• [WRITTEN REQUEST] In the items below, retype word for word the lines from the one containing "Could you locate the night" through the one containing "[259,277,613,611]", including both of those lines.

Detection annotation items
· · ·

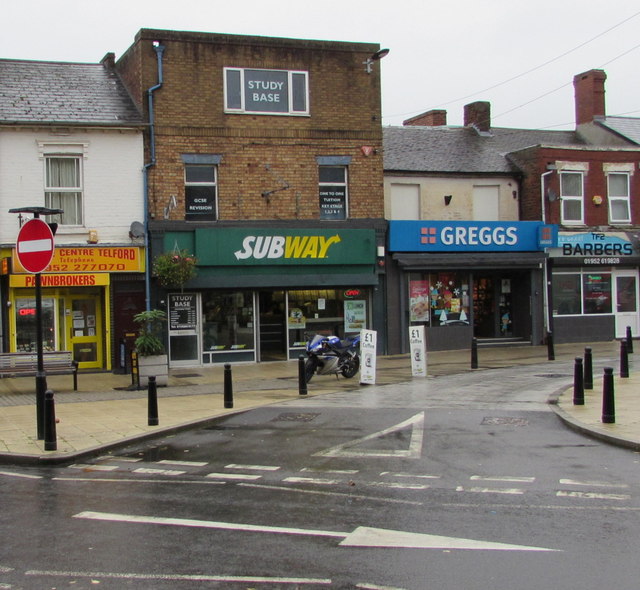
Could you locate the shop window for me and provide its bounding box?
[202,291,254,352]
[224,68,309,115]
[409,272,470,327]
[607,172,631,223]
[184,164,217,221]
[318,166,348,220]
[560,172,584,225]
[15,297,56,352]
[552,271,612,316]
[44,156,83,225]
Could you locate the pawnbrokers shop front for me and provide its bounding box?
[387,220,557,353]
[155,226,382,366]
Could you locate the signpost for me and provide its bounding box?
[9,207,64,442]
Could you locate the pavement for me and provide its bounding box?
[0,341,640,465]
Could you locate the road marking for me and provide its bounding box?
[25,570,331,586]
[560,479,629,488]
[282,477,340,485]
[556,490,631,500]
[238,483,423,506]
[469,475,536,483]
[158,459,209,467]
[456,486,524,495]
[224,463,280,471]
[0,471,42,479]
[73,511,557,551]
[133,467,186,475]
[205,473,262,481]
[314,412,424,459]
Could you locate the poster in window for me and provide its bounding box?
[320,184,347,219]
[409,281,430,322]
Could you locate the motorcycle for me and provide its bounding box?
[304,334,360,383]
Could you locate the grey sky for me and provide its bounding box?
[5,0,640,129]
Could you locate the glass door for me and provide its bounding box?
[65,295,103,369]
[613,271,640,338]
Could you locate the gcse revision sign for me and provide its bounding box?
[16,218,54,274]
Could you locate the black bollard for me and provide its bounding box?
[602,367,616,424]
[547,332,556,361]
[147,375,160,426]
[620,340,629,379]
[224,363,233,408]
[573,356,584,406]
[298,355,307,395]
[471,338,478,369]
[584,346,593,389]
[44,389,58,451]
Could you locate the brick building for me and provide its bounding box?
[115,29,385,366]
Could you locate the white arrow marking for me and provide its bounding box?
[314,412,424,459]
[73,511,559,551]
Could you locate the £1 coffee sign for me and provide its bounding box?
[389,220,557,252]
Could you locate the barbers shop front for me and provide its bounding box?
[549,232,640,342]
[387,220,557,353]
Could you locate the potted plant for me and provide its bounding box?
[153,249,197,291]
[133,309,169,387]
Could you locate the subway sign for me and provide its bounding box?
[389,220,558,252]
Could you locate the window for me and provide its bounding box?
[552,271,612,315]
[607,172,631,223]
[44,156,83,225]
[318,166,347,219]
[224,68,309,115]
[184,164,217,221]
[560,172,584,225]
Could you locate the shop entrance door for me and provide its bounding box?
[65,295,104,369]
[258,291,288,361]
[613,271,640,338]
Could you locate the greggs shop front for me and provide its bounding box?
[4,246,145,369]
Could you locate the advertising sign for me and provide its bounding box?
[360,330,378,385]
[409,326,427,377]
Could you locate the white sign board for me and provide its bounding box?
[409,326,427,377]
[360,330,378,385]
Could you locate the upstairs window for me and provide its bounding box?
[44,155,83,225]
[607,172,631,223]
[224,68,309,115]
[560,172,584,225]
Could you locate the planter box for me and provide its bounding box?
[138,354,169,387]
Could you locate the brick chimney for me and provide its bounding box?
[402,109,447,127]
[573,70,607,125]
[464,100,491,132]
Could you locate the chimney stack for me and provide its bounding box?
[573,70,607,126]
[464,100,491,132]
[402,109,447,127]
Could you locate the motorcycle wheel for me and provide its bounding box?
[304,358,318,383]
[341,356,360,379]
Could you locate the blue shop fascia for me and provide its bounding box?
[387,220,558,353]
[549,231,640,342]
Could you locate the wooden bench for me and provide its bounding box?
[0,350,78,391]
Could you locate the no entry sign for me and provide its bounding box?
[16,218,54,274]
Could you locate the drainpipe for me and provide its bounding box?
[540,170,555,336]
[143,41,164,311]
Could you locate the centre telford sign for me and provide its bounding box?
[389,220,558,252]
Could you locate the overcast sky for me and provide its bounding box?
[5,0,640,129]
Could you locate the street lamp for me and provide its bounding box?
[9,207,64,440]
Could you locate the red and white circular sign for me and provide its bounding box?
[16,218,55,274]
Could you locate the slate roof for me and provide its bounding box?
[383,125,585,174]
[0,59,144,127]
[596,117,640,144]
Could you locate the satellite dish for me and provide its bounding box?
[129,221,144,240]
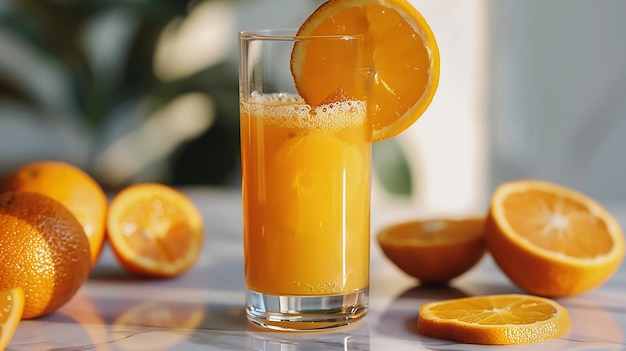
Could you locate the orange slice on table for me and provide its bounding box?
[485,180,624,296]
[107,183,204,277]
[0,288,25,350]
[376,217,485,284]
[417,294,571,345]
[291,0,439,141]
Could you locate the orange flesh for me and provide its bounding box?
[503,191,614,258]
[121,196,193,262]
[296,5,432,137]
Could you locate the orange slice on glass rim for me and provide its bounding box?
[417,294,571,345]
[291,0,439,141]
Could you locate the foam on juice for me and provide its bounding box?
[241,94,366,131]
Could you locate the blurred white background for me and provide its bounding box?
[0,0,626,213]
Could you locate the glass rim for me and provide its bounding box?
[239,28,365,40]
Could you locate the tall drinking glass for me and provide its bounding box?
[239,30,371,330]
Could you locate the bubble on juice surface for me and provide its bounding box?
[294,281,343,295]
[241,93,367,131]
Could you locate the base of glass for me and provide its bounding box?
[246,289,369,331]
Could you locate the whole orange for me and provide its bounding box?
[0,161,108,266]
[0,191,91,319]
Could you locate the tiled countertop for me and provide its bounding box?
[8,188,626,351]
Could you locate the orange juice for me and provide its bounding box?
[240,95,371,296]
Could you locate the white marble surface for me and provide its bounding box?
[8,188,626,351]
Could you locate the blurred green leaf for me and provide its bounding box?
[372,138,413,196]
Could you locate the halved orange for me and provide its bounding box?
[376,217,485,285]
[485,180,624,296]
[291,0,439,141]
[0,287,25,350]
[417,294,571,345]
[107,183,204,277]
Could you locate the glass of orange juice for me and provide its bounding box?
[239,30,372,330]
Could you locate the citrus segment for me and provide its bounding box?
[291,0,439,141]
[0,287,24,350]
[376,217,485,284]
[417,294,571,345]
[0,192,91,319]
[107,183,203,277]
[485,180,624,296]
[0,161,108,266]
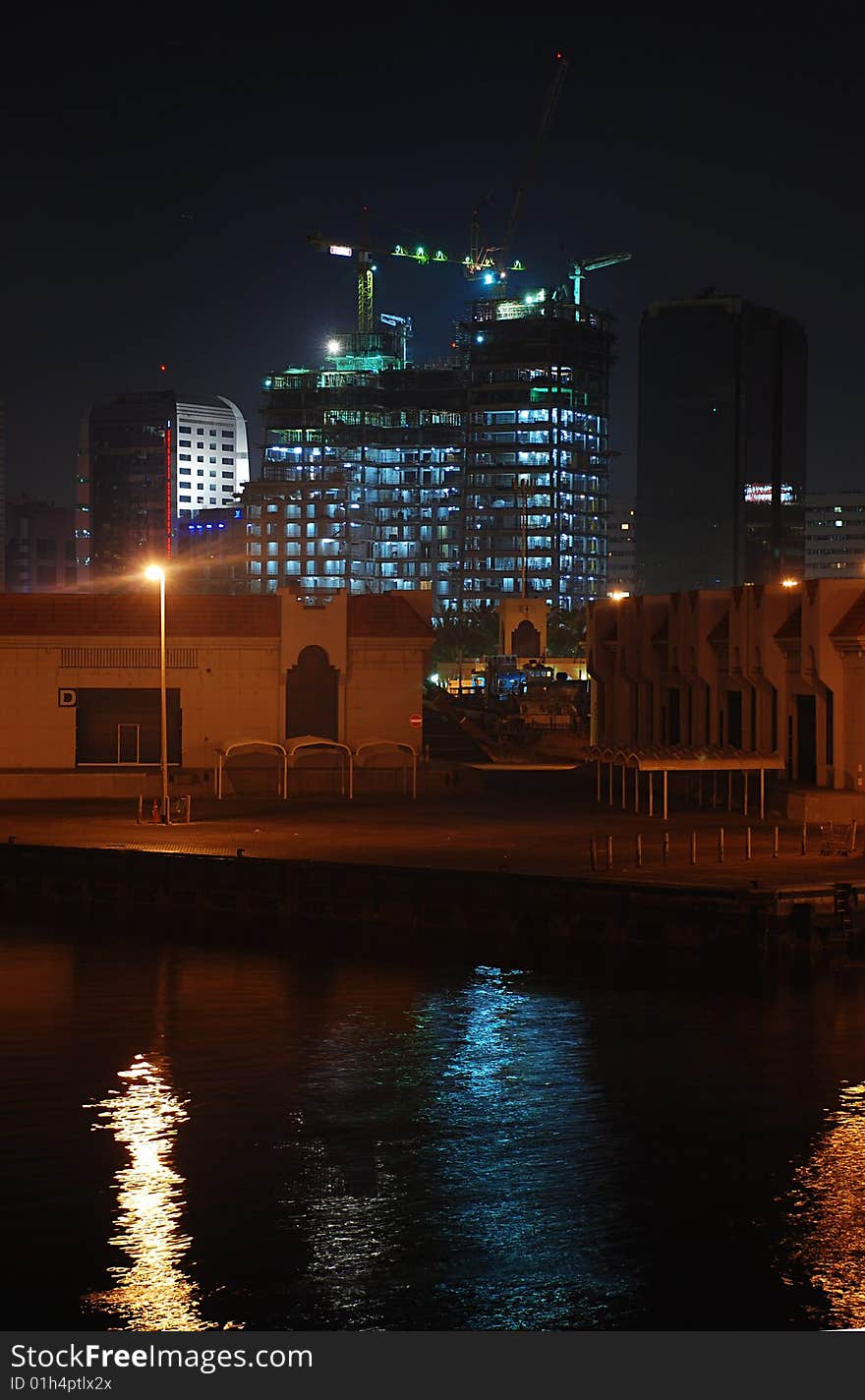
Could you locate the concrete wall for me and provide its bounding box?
[589,580,865,792]
[0,592,429,796]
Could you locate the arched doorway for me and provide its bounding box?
[511,617,541,658]
[285,645,339,739]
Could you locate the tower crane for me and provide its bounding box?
[568,254,631,320]
[307,208,512,334]
[463,53,570,283]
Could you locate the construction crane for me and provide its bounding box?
[307,210,492,334]
[463,53,570,284]
[568,254,631,320]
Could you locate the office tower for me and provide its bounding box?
[85,389,249,580]
[258,278,613,611]
[6,495,77,594]
[606,497,637,594]
[805,492,865,581]
[459,287,614,609]
[637,290,808,594]
[259,337,465,608]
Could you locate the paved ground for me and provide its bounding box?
[0,782,865,888]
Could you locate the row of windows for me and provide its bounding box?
[178,452,234,466]
[178,423,234,438]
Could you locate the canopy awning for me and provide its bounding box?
[214,739,288,798]
[354,739,417,798]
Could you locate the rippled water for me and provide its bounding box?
[0,930,865,1330]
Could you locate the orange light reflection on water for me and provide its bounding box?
[86,1054,212,1331]
[793,1083,865,1328]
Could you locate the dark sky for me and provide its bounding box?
[0,6,865,499]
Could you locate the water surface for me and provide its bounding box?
[0,928,865,1330]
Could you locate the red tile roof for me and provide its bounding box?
[349,594,432,641]
[0,585,280,638]
[776,604,802,641]
[0,585,432,641]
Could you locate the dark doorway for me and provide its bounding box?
[796,696,818,783]
[285,647,339,739]
[76,686,184,766]
[666,686,681,743]
[118,724,142,763]
[726,690,742,749]
[511,617,541,658]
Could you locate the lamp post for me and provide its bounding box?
[144,564,168,823]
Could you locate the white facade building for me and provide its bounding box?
[174,395,249,518]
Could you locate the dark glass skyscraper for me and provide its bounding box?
[637,291,808,594]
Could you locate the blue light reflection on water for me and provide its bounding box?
[0,934,865,1328]
[419,967,635,1328]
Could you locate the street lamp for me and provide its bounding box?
[144,564,168,823]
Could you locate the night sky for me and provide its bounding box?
[0,6,865,501]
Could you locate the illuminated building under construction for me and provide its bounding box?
[459,284,613,609]
[259,277,613,611]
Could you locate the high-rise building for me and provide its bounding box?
[637,298,808,594]
[805,492,865,578]
[258,278,613,611]
[606,497,637,594]
[84,389,249,580]
[459,287,614,609]
[6,495,77,594]
[259,341,465,608]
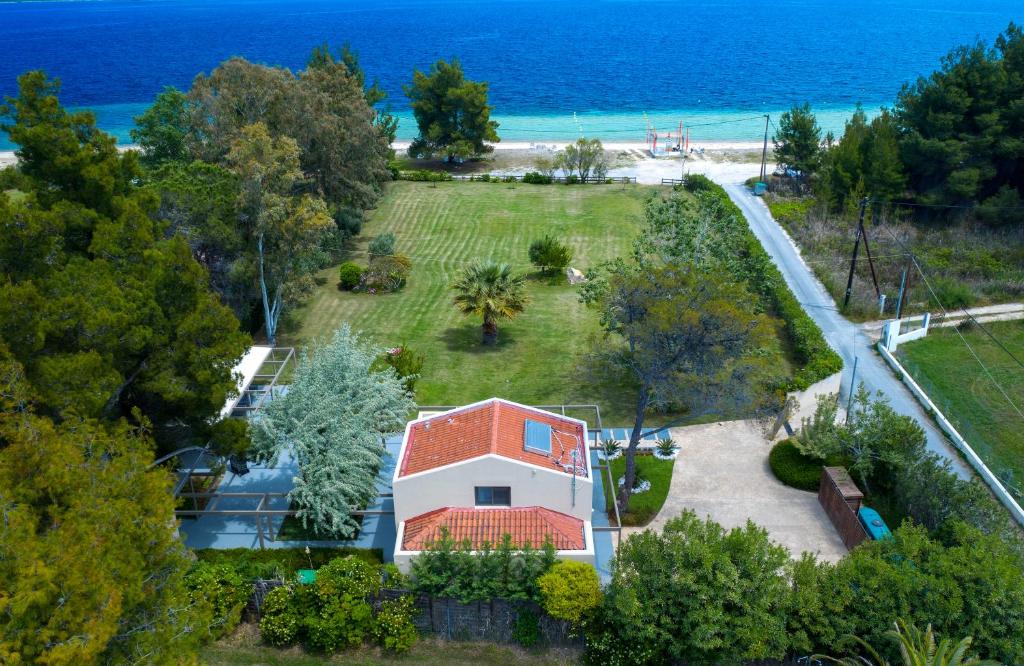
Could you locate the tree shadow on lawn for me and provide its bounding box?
[438,323,516,353]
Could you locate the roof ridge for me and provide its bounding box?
[490,398,502,454]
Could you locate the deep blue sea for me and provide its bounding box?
[0,0,1024,150]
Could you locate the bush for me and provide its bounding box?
[338,261,362,291]
[412,528,555,603]
[193,547,383,581]
[259,585,300,648]
[367,232,395,257]
[537,559,601,627]
[381,344,425,391]
[512,608,541,648]
[529,236,572,273]
[359,254,413,294]
[522,171,552,185]
[373,594,419,653]
[399,169,452,182]
[185,561,252,639]
[768,440,822,492]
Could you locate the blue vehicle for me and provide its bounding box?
[857,506,893,541]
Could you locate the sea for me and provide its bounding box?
[0,0,1024,150]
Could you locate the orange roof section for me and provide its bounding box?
[401,506,587,550]
[398,399,590,477]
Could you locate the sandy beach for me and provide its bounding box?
[0,140,771,184]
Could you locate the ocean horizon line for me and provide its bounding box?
[0,102,883,151]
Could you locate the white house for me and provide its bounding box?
[392,398,594,572]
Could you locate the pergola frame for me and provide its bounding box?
[174,399,622,548]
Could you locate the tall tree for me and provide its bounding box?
[772,102,821,180]
[555,138,608,182]
[250,326,416,538]
[0,72,248,443]
[583,260,769,510]
[226,123,334,344]
[406,58,501,162]
[308,42,398,145]
[0,345,201,665]
[452,261,526,344]
[130,86,191,167]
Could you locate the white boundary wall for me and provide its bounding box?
[881,313,932,351]
[879,338,1024,526]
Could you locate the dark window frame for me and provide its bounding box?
[473,486,512,506]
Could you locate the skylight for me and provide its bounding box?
[525,419,551,455]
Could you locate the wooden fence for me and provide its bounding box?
[818,467,867,549]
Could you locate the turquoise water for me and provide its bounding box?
[0,0,1024,148]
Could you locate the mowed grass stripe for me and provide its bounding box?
[284,182,651,421]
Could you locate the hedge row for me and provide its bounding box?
[193,547,384,581]
[685,176,843,390]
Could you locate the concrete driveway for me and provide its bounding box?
[623,421,847,561]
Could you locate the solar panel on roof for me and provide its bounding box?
[524,419,551,454]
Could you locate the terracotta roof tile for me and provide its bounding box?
[398,400,589,477]
[401,506,587,550]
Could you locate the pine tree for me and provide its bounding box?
[251,326,416,538]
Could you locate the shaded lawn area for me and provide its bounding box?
[283,181,788,425]
[601,454,676,527]
[898,321,1024,496]
[200,624,579,666]
[285,181,652,422]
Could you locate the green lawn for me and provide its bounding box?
[601,455,676,526]
[284,181,651,423]
[899,322,1024,495]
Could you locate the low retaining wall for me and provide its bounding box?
[878,342,1024,526]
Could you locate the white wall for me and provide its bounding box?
[393,454,594,524]
[394,521,597,574]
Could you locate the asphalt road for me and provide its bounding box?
[723,183,972,476]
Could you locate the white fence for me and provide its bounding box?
[879,342,1024,526]
[881,313,932,351]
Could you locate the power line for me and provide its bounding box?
[886,228,1024,419]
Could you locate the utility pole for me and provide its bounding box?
[843,197,867,309]
[761,114,768,182]
[896,266,906,320]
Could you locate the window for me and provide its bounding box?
[475,486,512,506]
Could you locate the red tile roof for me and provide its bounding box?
[401,506,587,550]
[398,399,589,477]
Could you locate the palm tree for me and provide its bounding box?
[815,620,999,666]
[452,261,526,344]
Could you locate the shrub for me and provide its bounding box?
[381,344,425,390]
[412,528,555,603]
[185,561,252,639]
[359,254,413,294]
[338,261,362,291]
[768,440,822,492]
[529,236,572,273]
[367,232,395,257]
[522,171,551,185]
[512,608,541,648]
[259,585,300,648]
[537,559,601,627]
[373,594,418,653]
[194,547,383,581]
[399,169,452,182]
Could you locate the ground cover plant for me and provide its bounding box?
[287,181,650,422]
[898,322,1024,498]
[601,456,676,526]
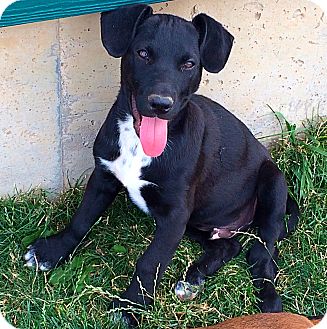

· · ·

• [RESPONSE TO THE TASK]
Could you locate the night sky for me and provide its bounding box?
[0,6,865,501]
Could you locate the illuminated building under construction for me and provide its bounding box?
[459,284,613,609]
[259,277,613,611]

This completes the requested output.